Textabschnitt >>
---*---
DORMADIO.DE: Seit einigen Jahren arbeitet Kolping in der Ukraine, um Binnenflüchtlinge zu versorgen. Das waren ursprünglich Geflüchtete von der Krim. Wie ist das nach zwei Kriegsjahren? Um wen kümmern Sie sich da?
Vasyl Savka (Geschäftsführer des Kolpingwerks in der Ukraine): Das hat sich nach zwei Kriegsjahren nicht besonders geändert, weil die Geflüchteten nach wie vor von der Krim gekommen sind.
Aber auf der anderen Seite mussten nach diesem aggressiven Angriff Russlands vor fast zwei Jahren sehr viele Menschen aus dem Osten des Landes flüchten und sind in die Westukraine gekommen. Das sind hauptsächlich Menschen aus dem Donbass. In ersten Monaten des Krieges kamen die Menschen allerdings aus Kiew, aus der Zentralukraine und aus dem Norden.
Die Menschen, die vor dem Krieg fliehen, die ihre Häuser und ihre Wohnungen verloren haben, suchen unter den vielen Organisationen auch Unterstützung bei Kolping.
---*---
Ausgangsmaterial >>
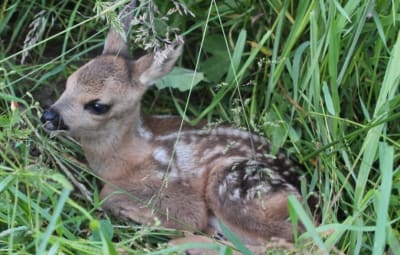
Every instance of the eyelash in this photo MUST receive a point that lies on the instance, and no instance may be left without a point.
(96, 108)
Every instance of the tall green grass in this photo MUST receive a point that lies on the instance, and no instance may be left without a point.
(317, 78)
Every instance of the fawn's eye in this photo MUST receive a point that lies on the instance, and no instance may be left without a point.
(97, 108)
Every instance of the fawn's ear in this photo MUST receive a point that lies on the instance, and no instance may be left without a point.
(153, 66)
(116, 44)
(116, 41)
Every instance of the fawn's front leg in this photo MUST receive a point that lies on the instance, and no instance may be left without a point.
(175, 205)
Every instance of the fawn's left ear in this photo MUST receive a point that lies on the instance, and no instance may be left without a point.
(155, 65)
(116, 43)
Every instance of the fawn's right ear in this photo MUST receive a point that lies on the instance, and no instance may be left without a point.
(155, 65)
(115, 44)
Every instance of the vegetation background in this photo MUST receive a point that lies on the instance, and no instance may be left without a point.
(318, 78)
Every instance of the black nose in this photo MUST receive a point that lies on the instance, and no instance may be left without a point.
(52, 120)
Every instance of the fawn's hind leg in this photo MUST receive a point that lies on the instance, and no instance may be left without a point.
(251, 200)
(176, 206)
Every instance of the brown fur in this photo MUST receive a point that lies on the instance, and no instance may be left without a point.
(185, 180)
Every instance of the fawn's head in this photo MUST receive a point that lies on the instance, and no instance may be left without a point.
(106, 91)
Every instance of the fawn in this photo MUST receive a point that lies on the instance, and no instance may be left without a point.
(188, 179)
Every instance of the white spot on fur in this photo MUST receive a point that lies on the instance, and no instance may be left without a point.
(161, 155)
(210, 153)
(262, 188)
(146, 134)
(235, 195)
(222, 189)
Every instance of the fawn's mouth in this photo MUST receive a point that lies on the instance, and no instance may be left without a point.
(52, 121)
(51, 127)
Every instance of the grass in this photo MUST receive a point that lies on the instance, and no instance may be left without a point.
(317, 78)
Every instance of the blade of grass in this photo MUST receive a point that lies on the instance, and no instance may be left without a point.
(386, 154)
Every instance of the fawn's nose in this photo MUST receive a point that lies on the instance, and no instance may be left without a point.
(52, 120)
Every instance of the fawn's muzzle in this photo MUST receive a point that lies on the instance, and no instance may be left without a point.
(52, 120)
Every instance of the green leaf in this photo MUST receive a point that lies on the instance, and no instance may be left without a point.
(180, 78)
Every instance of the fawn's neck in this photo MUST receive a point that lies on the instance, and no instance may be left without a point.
(113, 154)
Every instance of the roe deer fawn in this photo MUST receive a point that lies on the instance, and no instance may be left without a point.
(190, 178)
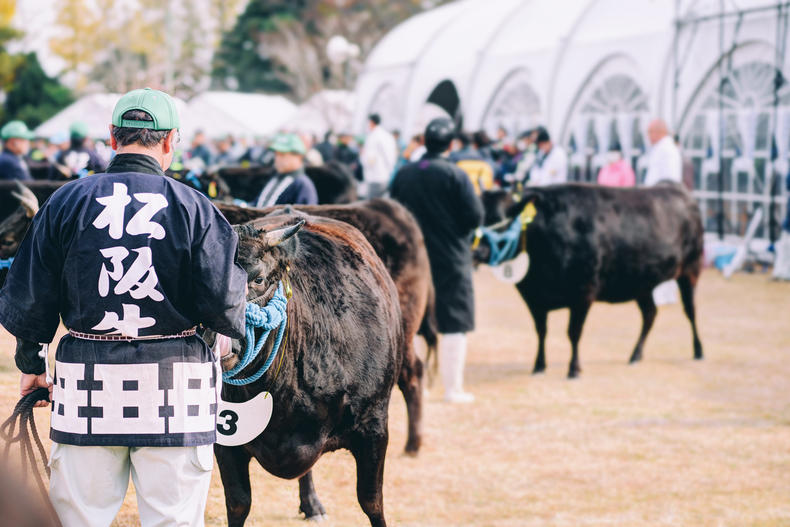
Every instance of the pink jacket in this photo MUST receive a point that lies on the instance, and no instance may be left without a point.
(618, 174)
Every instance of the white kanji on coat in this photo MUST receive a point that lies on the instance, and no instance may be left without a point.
(139, 281)
(130, 325)
(141, 222)
(114, 207)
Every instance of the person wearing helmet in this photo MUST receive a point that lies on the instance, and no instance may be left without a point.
(443, 200)
(79, 158)
(16, 144)
(130, 261)
(290, 186)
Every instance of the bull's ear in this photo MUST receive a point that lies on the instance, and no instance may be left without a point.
(282, 234)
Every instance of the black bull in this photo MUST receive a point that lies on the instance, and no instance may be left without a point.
(344, 352)
(591, 243)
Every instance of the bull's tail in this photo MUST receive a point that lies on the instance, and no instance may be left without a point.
(429, 330)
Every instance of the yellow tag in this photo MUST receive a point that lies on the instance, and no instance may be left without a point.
(528, 214)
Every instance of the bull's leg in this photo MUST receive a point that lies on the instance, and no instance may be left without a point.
(410, 384)
(687, 284)
(369, 452)
(578, 315)
(309, 503)
(234, 469)
(648, 308)
(539, 315)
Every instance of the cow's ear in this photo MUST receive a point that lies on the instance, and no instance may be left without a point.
(282, 234)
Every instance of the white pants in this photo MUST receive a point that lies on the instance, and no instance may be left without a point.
(782, 262)
(666, 293)
(88, 484)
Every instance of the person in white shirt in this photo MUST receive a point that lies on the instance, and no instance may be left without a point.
(551, 166)
(378, 158)
(664, 164)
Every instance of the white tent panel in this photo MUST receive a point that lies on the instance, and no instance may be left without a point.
(96, 111)
(219, 114)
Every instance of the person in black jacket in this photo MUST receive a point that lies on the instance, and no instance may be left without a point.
(443, 200)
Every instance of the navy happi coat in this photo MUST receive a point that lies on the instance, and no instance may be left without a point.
(134, 253)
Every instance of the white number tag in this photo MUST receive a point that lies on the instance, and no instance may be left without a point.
(513, 271)
(240, 423)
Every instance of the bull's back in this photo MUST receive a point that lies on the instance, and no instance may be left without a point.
(609, 243)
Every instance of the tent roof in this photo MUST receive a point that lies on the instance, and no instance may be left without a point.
(247, 114)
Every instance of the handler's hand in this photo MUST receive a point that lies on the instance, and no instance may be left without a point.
(30, 383)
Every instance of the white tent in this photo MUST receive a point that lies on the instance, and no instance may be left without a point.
(326, 110)
(95, 111)
(594, 72)
(241, 114)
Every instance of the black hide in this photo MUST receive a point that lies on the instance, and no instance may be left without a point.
(592, 243)
(342, 358)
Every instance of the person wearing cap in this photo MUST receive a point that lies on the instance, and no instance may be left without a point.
(290, 185)
(78, 157)
(379, 155)
(16, 144)
(443, 200)
(131, 261)
(551, 165)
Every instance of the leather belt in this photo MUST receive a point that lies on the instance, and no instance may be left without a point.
(125, 338)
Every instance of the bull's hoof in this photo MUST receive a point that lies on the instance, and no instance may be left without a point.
(412, 447)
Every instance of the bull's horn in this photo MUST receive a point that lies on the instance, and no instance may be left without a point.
(26, 198)
(278, 236)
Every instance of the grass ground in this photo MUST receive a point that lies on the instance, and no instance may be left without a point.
(669, 441)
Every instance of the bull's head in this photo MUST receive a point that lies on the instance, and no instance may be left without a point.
(14, 226)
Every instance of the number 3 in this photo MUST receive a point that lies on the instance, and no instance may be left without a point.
(228, 427)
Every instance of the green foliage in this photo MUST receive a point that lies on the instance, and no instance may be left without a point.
(279, 46)
(33, 96)
(238, 63)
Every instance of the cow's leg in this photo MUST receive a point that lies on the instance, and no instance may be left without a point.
(578, 315)
(369, 451)
(234, 469)
(539, 316)
(687, 284)
(648, 308)
(410, 384)
(309, 503)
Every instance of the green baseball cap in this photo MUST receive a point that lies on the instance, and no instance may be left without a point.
(288, 144)
(78, 129)
(157, 104)
(16, 130)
---*---
Aufgabe 1 >> Fasse den Absatz des Interviews, der mit „Aber auf der anderen Seite“ beginnt, als knappe Stichpunktliste zusammen und behalte dabei seine wesentlichen Fakten bei.
Aufgabe 2 >> Zähle die Zeilen der Datensätze, in denen die Zeichenfolge „wearing“ vorkommt, und gib nur die Zahl an. Groß- und Kleinschreibung sind dabei zu beachten.
Die Datensätze haben mit dem Interview nichts zu tun.

Lösung 1 >>
- Nach dem russischen Angriff vor fast zwei Jahren flohen sehr viele Menschen aus dem Osten des Landes in die Westukraine.
- Sie kommen hauptsächlich aus dem Donbass.
- In den ersten Kriegsmonaten kamen die Geflüchteten dagegen aus Kiew, der Zentralukraine und dem Norden.

Lösung 2 >> 2